= SET PROBLEM 1 =
Show every line in the entries that contains the string "blazer", treating uppercase and lowercase letters as distinct.

= EXTRACT PROVIDED =
★ ★ ★ ★ ★

The Short Life and Unnecessary Death of the Devils Lake Formation

Edward Oscar Ulrich was previously featured here as one of the main players in the brachiopod noir "The Great Brachiopod Caper of 1892", on the side of the "victors". Decades later, though, he seems to have come out on the short end with a formation he named from one of the more geologically notable areas in Wisconsin: Devil's Lake in the Baraboo Range. Devil's Lake itself is more than worthy of a post in its own right, but for the moment I'll just plant that seed for future reference.

A brief bit of exposition is in order, though. The Baraboo Range is an exhumed area of early Paleozoic topography, with a core of Proterozoic Baraboo Quartzite. The range is elliptical and oriented east-west, with a north range and a more complete south range; during the Cambrian and Early Ordovician, before it was buried, the range was oriented north-south instead of east-west. Similar to Taylors Falls, where basalt withstood the advancing seas, the ancient quartzite of the Baraboo Range formed islands in the Cambrian sea. Also like Taylors Falls, there is a conglomeratic sandstone that formed adjacent to the resistant Precambrian rocks, only in this case the conglomerate is composed of material shed from Baraboo Quartzite rather than Midcontinent Rift basalt. It is this flanking sedimentary unit, well-exposed near Devil's Lake, that Ulrich named the Devils Lake Formation.

★ ★ ★ ★ ★

= ENTRIES PROVIDED =
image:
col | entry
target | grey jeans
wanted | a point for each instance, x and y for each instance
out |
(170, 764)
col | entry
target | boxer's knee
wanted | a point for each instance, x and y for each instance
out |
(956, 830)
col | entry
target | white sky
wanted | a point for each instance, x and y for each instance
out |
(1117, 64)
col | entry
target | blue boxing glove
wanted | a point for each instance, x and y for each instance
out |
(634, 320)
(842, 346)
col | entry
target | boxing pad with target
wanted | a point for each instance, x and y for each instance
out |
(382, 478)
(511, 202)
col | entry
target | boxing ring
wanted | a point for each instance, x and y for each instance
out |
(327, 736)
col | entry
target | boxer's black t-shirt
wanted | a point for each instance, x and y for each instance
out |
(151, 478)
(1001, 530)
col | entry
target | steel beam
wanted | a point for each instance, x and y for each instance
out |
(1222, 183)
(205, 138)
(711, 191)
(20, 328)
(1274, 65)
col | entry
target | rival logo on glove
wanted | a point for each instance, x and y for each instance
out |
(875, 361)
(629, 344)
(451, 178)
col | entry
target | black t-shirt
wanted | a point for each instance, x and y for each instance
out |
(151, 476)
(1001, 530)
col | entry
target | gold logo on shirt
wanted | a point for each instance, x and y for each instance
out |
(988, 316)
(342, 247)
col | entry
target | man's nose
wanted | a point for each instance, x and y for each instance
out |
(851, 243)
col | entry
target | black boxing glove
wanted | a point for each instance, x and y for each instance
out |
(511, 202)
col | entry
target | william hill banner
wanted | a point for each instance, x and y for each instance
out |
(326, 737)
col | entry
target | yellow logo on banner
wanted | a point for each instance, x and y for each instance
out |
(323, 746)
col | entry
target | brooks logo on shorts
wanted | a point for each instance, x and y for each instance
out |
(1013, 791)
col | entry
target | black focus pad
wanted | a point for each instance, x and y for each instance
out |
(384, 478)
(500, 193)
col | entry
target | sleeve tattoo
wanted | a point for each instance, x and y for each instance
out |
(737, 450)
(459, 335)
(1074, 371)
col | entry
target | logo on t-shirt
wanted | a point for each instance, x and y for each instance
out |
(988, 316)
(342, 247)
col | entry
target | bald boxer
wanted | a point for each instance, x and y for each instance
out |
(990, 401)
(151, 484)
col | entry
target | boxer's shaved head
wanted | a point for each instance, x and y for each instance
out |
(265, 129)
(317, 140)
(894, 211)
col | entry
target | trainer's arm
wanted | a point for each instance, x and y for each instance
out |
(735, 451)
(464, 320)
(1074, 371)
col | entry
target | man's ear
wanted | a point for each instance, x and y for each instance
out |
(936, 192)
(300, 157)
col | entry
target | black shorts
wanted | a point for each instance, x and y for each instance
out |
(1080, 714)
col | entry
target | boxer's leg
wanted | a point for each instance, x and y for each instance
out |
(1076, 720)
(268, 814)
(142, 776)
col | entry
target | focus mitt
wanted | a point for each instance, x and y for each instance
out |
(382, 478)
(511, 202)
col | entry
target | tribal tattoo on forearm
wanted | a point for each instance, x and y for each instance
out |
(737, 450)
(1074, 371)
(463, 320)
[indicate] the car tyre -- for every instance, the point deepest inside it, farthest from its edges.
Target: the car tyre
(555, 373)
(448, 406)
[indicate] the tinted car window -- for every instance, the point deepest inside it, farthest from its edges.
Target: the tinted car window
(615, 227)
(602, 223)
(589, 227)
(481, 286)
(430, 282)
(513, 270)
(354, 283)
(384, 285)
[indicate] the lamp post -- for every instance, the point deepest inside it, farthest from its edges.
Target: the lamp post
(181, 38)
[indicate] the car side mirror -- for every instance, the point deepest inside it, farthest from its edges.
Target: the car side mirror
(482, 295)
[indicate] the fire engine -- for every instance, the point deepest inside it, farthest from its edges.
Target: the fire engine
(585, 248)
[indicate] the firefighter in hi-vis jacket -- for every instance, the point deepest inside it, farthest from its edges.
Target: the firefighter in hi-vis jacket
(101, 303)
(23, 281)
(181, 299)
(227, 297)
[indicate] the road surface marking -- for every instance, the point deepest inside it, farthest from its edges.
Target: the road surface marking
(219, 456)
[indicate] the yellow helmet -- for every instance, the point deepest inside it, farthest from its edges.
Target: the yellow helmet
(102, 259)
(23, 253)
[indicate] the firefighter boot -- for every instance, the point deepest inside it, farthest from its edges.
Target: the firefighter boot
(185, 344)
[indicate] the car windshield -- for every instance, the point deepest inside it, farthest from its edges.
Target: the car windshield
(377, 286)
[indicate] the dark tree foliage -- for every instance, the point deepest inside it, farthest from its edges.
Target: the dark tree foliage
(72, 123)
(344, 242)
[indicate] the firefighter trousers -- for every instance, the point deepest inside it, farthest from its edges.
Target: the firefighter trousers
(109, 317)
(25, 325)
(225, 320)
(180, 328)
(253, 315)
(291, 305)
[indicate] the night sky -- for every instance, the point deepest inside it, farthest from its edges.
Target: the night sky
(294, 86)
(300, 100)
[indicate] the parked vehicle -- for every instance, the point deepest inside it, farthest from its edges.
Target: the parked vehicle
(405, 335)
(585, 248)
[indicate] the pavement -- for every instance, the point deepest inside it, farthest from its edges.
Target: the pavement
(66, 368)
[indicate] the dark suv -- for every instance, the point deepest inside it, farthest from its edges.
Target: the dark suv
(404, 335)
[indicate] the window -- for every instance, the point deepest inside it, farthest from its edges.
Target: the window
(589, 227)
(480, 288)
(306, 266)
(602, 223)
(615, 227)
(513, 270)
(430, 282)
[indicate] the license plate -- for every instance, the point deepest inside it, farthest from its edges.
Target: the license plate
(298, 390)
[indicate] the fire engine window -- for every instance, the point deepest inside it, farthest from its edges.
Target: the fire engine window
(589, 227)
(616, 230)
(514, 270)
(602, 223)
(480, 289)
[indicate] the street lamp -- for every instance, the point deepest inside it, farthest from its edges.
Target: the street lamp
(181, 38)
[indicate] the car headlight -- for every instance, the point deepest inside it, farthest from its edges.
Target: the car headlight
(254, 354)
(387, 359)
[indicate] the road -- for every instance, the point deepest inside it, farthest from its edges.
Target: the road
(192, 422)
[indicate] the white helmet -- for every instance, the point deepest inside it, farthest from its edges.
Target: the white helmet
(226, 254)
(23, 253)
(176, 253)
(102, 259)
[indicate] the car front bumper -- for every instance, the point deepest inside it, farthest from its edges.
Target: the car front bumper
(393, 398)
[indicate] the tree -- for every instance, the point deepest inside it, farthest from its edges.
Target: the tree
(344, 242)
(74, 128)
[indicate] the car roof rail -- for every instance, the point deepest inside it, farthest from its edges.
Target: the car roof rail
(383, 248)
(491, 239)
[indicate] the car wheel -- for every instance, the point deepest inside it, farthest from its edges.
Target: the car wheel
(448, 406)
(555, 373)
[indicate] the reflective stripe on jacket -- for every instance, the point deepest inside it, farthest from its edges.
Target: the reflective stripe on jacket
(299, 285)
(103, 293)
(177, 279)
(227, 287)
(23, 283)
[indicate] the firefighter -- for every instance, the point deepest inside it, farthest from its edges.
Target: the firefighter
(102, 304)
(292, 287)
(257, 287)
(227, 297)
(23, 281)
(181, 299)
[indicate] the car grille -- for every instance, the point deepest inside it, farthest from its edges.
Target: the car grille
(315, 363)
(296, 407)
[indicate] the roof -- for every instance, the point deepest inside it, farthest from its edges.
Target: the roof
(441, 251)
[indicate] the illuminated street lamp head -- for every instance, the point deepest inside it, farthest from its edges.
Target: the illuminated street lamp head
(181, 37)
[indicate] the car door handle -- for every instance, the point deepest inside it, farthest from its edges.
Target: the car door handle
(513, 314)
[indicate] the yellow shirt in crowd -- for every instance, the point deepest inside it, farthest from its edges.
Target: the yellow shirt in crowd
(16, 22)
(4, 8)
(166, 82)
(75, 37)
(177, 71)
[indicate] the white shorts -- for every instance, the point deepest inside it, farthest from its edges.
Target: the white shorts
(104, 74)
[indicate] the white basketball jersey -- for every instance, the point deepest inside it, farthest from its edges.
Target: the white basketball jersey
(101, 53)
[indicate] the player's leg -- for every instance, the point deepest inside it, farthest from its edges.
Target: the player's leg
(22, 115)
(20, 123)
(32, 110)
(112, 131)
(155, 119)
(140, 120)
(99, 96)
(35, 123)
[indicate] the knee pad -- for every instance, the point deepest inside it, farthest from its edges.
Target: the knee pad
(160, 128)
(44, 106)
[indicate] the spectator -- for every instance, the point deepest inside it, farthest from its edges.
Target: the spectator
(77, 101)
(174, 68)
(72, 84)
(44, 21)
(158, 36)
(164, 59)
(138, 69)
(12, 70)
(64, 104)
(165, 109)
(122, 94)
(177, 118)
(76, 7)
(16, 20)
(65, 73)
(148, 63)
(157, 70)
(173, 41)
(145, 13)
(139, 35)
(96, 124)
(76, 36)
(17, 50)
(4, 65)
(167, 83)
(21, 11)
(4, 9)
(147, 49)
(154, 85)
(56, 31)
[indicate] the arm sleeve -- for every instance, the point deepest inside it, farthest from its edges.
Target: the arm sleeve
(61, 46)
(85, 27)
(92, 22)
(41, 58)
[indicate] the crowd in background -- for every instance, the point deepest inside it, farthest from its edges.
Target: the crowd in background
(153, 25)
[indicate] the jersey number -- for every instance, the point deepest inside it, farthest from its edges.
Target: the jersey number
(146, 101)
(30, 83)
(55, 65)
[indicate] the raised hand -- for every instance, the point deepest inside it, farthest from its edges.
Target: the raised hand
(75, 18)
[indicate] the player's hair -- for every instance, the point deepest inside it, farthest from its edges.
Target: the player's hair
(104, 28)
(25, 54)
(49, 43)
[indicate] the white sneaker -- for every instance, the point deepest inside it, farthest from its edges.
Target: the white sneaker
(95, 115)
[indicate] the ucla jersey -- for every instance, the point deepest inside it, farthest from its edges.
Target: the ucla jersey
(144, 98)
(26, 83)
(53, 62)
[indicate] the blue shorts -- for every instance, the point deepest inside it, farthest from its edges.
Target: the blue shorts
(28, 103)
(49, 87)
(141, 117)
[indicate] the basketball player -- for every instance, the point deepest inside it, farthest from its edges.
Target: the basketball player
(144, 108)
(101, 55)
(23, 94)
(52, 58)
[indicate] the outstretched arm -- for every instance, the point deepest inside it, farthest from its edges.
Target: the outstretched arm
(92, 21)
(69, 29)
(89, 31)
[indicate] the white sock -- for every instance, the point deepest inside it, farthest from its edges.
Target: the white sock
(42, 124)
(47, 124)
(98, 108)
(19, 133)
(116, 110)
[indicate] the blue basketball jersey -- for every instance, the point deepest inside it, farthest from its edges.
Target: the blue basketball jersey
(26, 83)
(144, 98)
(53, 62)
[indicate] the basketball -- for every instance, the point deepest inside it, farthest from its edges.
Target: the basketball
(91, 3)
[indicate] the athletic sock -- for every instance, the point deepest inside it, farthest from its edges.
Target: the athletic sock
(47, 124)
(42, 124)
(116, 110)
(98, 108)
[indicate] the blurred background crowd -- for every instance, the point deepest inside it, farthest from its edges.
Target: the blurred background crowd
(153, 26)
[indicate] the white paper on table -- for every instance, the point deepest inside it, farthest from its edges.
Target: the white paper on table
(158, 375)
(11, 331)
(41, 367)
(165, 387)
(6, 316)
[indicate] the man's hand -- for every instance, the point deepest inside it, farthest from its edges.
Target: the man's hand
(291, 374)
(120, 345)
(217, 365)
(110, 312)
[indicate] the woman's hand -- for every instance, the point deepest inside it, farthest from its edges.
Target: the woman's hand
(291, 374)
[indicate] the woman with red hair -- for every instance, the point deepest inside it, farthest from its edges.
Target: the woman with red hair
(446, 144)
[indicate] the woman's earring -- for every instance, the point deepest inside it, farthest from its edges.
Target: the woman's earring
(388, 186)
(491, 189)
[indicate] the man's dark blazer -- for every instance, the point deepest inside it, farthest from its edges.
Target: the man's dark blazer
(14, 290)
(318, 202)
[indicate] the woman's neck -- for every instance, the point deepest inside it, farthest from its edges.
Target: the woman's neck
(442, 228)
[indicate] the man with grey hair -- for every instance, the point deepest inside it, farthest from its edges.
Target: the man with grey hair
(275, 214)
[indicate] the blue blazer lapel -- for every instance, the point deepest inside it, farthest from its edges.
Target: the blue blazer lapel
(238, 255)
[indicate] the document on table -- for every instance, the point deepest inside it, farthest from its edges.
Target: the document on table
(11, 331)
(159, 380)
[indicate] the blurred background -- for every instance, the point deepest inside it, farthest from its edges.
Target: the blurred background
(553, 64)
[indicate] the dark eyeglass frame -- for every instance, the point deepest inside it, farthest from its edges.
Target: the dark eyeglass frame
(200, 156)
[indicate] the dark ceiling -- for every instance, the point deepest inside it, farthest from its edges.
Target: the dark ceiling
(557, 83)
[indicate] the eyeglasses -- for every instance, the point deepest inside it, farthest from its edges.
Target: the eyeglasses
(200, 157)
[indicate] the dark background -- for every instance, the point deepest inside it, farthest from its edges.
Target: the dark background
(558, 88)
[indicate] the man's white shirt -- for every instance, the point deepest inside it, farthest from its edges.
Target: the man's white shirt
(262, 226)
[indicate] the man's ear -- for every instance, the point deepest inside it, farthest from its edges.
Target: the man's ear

★ ★ ★ ★ ★

= SET PROBLEM 2 =
List every geologic time division named in the passage about the Devils Lake Formation.

= EXERCISE ANSWER 1 =
[indicate] the man's dark blazer -- for every instance, the point deepest inside it, farthest from its edges.
Target: the man's dark blazer
[indicate] the blue blazer lapel -- for every instance, the point deepest inside it, farthest from its edges.
Target: the blue blazer lapel

= EXERCISE ANSWER 2 =
Paleozoic, Proterozoic, Cambrian, Early Ordovician, Precambrian